» **Records provided**:
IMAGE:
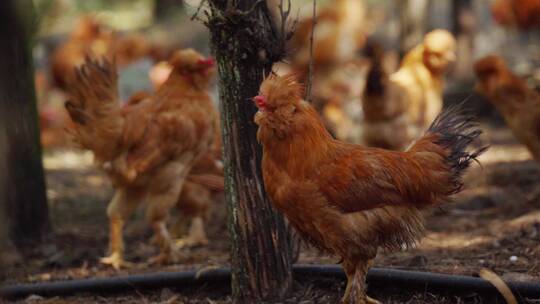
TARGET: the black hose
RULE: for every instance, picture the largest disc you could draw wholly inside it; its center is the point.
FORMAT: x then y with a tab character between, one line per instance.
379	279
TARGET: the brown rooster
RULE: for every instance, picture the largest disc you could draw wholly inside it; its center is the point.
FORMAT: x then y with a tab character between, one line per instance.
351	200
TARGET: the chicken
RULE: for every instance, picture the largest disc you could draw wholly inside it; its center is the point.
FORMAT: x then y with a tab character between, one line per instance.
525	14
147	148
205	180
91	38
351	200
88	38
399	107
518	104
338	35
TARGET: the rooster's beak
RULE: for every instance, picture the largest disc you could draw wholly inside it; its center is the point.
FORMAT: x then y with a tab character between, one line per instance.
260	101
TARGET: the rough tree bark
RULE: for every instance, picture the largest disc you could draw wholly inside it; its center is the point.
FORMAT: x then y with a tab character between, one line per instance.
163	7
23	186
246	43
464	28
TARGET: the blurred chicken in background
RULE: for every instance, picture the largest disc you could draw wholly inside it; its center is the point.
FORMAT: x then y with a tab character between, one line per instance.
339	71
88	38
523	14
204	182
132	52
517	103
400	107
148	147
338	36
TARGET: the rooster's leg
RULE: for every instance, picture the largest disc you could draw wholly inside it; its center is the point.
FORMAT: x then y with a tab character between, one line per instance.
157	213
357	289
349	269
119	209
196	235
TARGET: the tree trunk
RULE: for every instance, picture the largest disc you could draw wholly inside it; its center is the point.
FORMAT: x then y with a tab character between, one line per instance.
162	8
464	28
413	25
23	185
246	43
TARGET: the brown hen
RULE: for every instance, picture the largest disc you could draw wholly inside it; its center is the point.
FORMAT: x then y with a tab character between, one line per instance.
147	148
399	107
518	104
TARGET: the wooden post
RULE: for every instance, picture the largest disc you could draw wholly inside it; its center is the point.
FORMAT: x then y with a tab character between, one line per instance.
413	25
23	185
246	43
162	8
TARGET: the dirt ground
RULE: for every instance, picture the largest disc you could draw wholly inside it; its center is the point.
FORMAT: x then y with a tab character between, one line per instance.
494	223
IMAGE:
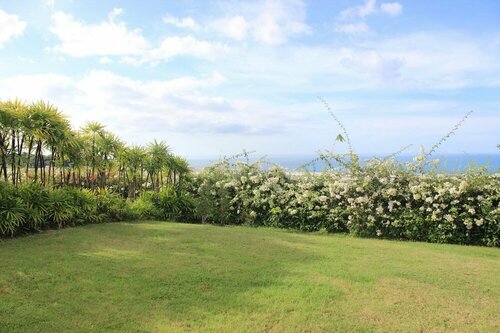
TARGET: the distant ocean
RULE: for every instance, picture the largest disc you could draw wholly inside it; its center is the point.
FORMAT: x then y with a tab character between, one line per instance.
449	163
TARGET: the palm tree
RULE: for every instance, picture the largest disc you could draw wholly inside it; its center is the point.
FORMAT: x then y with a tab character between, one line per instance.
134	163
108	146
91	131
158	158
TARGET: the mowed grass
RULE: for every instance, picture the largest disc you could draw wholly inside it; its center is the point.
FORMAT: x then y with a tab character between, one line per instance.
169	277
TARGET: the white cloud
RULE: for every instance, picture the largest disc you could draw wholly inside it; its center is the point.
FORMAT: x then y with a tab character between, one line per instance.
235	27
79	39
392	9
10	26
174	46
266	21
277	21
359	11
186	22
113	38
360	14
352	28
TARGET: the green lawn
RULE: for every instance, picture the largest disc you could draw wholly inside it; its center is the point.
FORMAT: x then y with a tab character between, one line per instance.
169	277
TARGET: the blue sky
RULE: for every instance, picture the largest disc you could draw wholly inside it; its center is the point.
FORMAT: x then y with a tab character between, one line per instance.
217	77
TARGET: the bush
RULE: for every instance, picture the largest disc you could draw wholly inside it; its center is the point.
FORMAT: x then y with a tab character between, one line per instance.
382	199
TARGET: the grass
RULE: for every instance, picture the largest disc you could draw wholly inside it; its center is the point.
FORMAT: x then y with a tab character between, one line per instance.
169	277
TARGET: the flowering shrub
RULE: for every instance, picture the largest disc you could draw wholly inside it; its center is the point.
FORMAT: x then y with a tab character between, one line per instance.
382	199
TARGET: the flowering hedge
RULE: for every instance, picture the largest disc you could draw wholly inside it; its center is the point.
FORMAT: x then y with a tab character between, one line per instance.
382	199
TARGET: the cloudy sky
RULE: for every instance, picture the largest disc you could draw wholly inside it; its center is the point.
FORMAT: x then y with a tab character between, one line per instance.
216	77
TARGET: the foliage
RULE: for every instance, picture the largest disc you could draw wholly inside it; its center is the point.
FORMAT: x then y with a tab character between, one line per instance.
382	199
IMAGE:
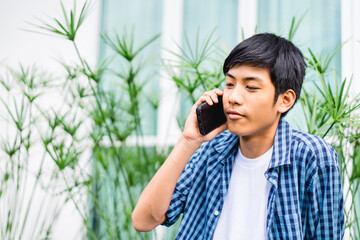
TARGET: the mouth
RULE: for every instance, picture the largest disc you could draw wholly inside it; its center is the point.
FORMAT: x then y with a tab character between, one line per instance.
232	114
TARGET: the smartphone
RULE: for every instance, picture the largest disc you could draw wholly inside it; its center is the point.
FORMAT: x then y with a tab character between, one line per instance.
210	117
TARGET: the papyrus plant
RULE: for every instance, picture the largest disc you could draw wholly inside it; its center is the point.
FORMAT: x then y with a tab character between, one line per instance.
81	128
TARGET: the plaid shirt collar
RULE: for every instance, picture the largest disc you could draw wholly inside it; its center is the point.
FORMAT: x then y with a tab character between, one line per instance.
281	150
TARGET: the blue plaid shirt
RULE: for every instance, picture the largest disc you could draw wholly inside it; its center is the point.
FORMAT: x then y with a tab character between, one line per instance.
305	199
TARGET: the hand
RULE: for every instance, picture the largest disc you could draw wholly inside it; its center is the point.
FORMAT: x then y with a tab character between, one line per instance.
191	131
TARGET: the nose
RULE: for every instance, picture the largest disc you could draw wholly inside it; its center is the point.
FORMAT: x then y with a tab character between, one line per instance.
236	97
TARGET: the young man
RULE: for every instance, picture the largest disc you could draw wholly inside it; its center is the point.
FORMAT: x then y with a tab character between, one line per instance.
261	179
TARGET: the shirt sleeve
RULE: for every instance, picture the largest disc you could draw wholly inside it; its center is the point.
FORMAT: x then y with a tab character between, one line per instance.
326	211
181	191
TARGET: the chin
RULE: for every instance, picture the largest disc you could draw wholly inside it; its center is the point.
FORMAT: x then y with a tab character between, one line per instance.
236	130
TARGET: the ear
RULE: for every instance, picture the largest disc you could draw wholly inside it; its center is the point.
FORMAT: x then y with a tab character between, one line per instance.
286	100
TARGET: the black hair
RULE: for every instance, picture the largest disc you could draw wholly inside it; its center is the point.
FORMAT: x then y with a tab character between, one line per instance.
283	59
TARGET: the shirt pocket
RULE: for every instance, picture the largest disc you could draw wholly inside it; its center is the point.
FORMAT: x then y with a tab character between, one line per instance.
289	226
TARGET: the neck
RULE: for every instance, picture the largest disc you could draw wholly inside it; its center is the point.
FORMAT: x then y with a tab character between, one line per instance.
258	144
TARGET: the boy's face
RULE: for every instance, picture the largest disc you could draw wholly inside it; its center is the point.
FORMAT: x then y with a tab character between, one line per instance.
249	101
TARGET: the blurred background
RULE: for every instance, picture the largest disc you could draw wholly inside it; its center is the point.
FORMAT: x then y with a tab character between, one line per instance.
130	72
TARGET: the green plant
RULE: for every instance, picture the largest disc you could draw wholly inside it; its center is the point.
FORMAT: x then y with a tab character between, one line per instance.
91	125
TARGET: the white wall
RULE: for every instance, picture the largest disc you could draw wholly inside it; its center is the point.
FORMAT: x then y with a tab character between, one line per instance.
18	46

» **What is expected**: Write out all the items above again, substituting "comma" for every "tab character" and changing nothing else. Leave the pictures out.

» **Solution for this task**:
IMAGE:
TARGET: the black hose
RULE: for every instance, picture the largest disc you could draw wholly inside it; its center is the point.
FORMAT: x then y with a comma between, one line per instance.
379	279
TARGET: the brown rooster
RULE: for every instance, picture the largest disc you could draw wholly inside it; its center is the point.
FORMAT: x then y with a comma between, one line per instance.
351	200
TARGET: the chicken
RULE: for every instance, picture the largest disc you could draw wholly inside it; its center is the point.
FORMAT: x then y with a comma between, one line per instance.
525	14
147	148
205	180
91	38
351	200
88	38
399	107
518	104
338	35
TARGET: the rooster's beak
RULE: for every instance, picture the largest disc you could draw wholly inside it; its center is the point.
FORMAT: x then y with a comma between, one line per instance.
260	101
TARGET: the rough tree bark
RULE: for every instance, picture the largest disc you could draw wholly inside it; its center is the point.
FORMAT: x then y with a comma between, one line per instance.
163	7
23	186
246	43
464	28
TARGET: the blurred chicken in background
RULE: for every instance, picture the largest disc you could draw wholly inside it; its center is the point.
FORMAT: x then y with a comma between, one line per instance.
339	71
88	38
523	14
204	182
132	52
517	103
400	107
148	147
338	36
TARGET: the rooster's leg
RULE: for every instance, picture the largest disc you could draw wholly inside it; its center is the point.
FORMAT: x then y with a comma between, one line per instance.
157	213
357	289
349	269
119	209
196	235
TARGET: the tree trunk
RULE: for every instance, picture the largest disc you could draw wholly inside it; its center is the point.
FORMAT: x then y with a comma between, one line per instance.
162	8
464	28
413	25
23	185
246	43
TARGET: the brown hen
RULE: for every instance, picture the largest disc you could draw wholly inside it; its center is the point.
FORMAT: x then y with a comma between, one line per instance.
147	148
399	107
518	104
TARGET: the wooden post
RULE: for every instance, picture the largest disc you could draw wholly inside it; its center is the point.
FORMAT: x then y with a comma between, one line per instance.
413	25
23	185
246	43
162	8
TARGET: the dirt ground
RULE: for every instance, picture the largest disc you could draw wholly inside it; its center is the point.
FORMAT: x then y with a comma between, one line per instance.
494	223
IMAGE:
TARGET: the distant ocean
RULE: for every instance, picture the largest disc you could draw wholly inside it; its center is the point.
FORMAT: x then y with a comma between, one line per instance.
449	163
TARGET: the palm tree
RULE: for every instance, picture the largest disc you could draw wholly inside it; its center is the point.
FORMAT: x then y with a comma between, one line per instance.
134	163
108	146
91	131
158	158
TARGET: the mowed grass
RULE: for every instance, picture the largest disc you could draw wholly inside it; its center is the point.
FORMAT: x then y with a comma between, one line per instance.
169	277
TARGET: the white cloud
RULE: for every instance, picture the largest disc you could draw wholly inside it; its center is the point.
FORMAT: x then y with a comma between, one line per instance.
235	27
79	39
392	9
10	26
174	46
266	21
277	21
359	11
186	22
113	38
360	14
352	28
TARGET: the green lawn
RULE: for every instance, picture the largest disc you could draw wholly inside it; its center is the point.
FORMAT: x then y with a comma between, one line per instance.
169	277
TARGET: the blue sky
RULE: for every instance, picture the largest disc you could draw wholly inside it; its center is the point.
FORMAT: x then y with a comma between, one line per instance.
217	77
TARGET: the bush
RULE: for every instance, picture the largest disc you could draw wholly inside it; its center is the point.
FORMAT: x then y with a comma between, one line per instance.
382	199
TARGET: the grass
RULE: for every instance, picture the largest disc you could draw wholly inside it; its center is the point.
FORMAT: x then y with a comma between, one line per instance.
169	277
TARGET: the flowering shrub
RULE: for every instance, picture the largest disc you could draw wholly inside it; its center is the point.
FORMAT: x then y with a comma between, one line per instance.
382	199
TARGET: the flowering hedge
RULE: for every instance, picture the largest disc you could draw wholly inside it; its center is the point.
FORMAT: x then y with a comma between, one line per instance.
382	199
TARGET: the cloudy sky
RULE: for every instance, picture the largest disc you could draw wholly inside it; its center is the point.
FORMAT: x then y with a comma between, one line per instance.
216	77
TARGET: the foliage
RULE: for every instance, picture the largest disc you could draw wholly inside it; its center is the point.
FORMAT: x then y with a comma between, one line per instance.
382	199
IMAGE:
TARGET: the mouth
RULE: for every instance, picture the largest disc you could draw wholly inside it; its center is the point.
FORMAT: x then y with a comma between, one line per instance.
232	114
TARGET: the smartphone
RULE: for every instance, picture the largest disc you could draw wholly inside it; its center is the point.
FORMAT: x then y with a comma between, one line per instance.
210	117
TARGET: the papyrus plant
RULE: for every instance, picture the largest disc you could draw wholly inside it; its center is the point.
FORMAT: x then y with a comma between, one line per instance.
81	128
TARGET: the plaid shirt collar
RULE: for every instance, picture the largest disc you could draw wholly inside it; its center is the point.
FORMAT: x then y with a comma between, one line per instance.
281	150
TARGET: the blue plaid shirt
RULE: for every instance, picture the largest disc you could draw wholly inside it; its center is the point.
FORMAT: x then y with a comma between, one line per instance.
305	199
TARGET: the hand
RULE: for every instance, picture the largest disc you could draw wholly inside it; its center is the point.
FORMAT: x then y with a comma between, one line per instance.
191	131
TARGET: the nose
RULE: for every instance, picture the largest disc you could draw wholly inside it; its center is the point.
FORMAT: x then y with a comma between, one line per instance.
236	97
TARGET: the young man
RULE: for every instance, picture the largest disc you could draw wholly inside it; its center is the point.
FORMAT: x then y with a comma between, one line per instance.
261	179
TARGET: the shirt sleeve
RULE: for every instance, picture the largest disc you could draw wholly inside it; its center is the point.
FORMAT: x then y with a comma between, one line per instance.
326	211
181	191
TARGET: the chin
RULE: for every instance, picture the largest disc you could draw wholly inside it; its center is the point.
FORMAT: x then y with a comma between, one line per instance.
236	130
TARGET: the ear
RULE: for every instance, picture the largest disc you could draw wholly inside it; its center is the point.
FORMAT: x then y with a comma between, one line per instance.
286	100
TARGET: the black hair
RULE: for every instance, picture the largest disc you could draw wholly inside it; its center is the point.
FORMAT: x then y with a comma between, one line per instance.
283	59
TARGET: the shirt pocket
RULE: for every instance, picture the largest disc you could draw wholly inside it; its center is the point.
FORMAT: x then y with a comma between, one line per instance.
289	226
TARGET: the neck
RULE: for every instance, picture the largest disc you could draw wholly inside it; its center is the point.
FORMAT: x then y with a comma between, one line per instance.
258	144
TARGET: the boy's face
RULE: for every instance, picture the largest disc you could draw wholly inside it; its center is the point.
FORMAT: x then y with a comma between, one line per instance.
249	101
TARGET: the blurred background
RULE: for every instance, picture the largest disc you could draw wholly inside it; its center is the point.
FORMAT: x then y with a comma between, one line per instance.
130	72
TARGET: the green plant
RULE: for every instance, picture the largest disc you could draw wholly inside it; its center is the point.
FORMAT: x then y with a comma between, one line per instance.
91	125
TARGET: the white wall
RULE: for every instance, picture the largest disc you could draw wholly inside it; its center is the point.
FORMAT: x then y with a comma between, one line per instance.
18	46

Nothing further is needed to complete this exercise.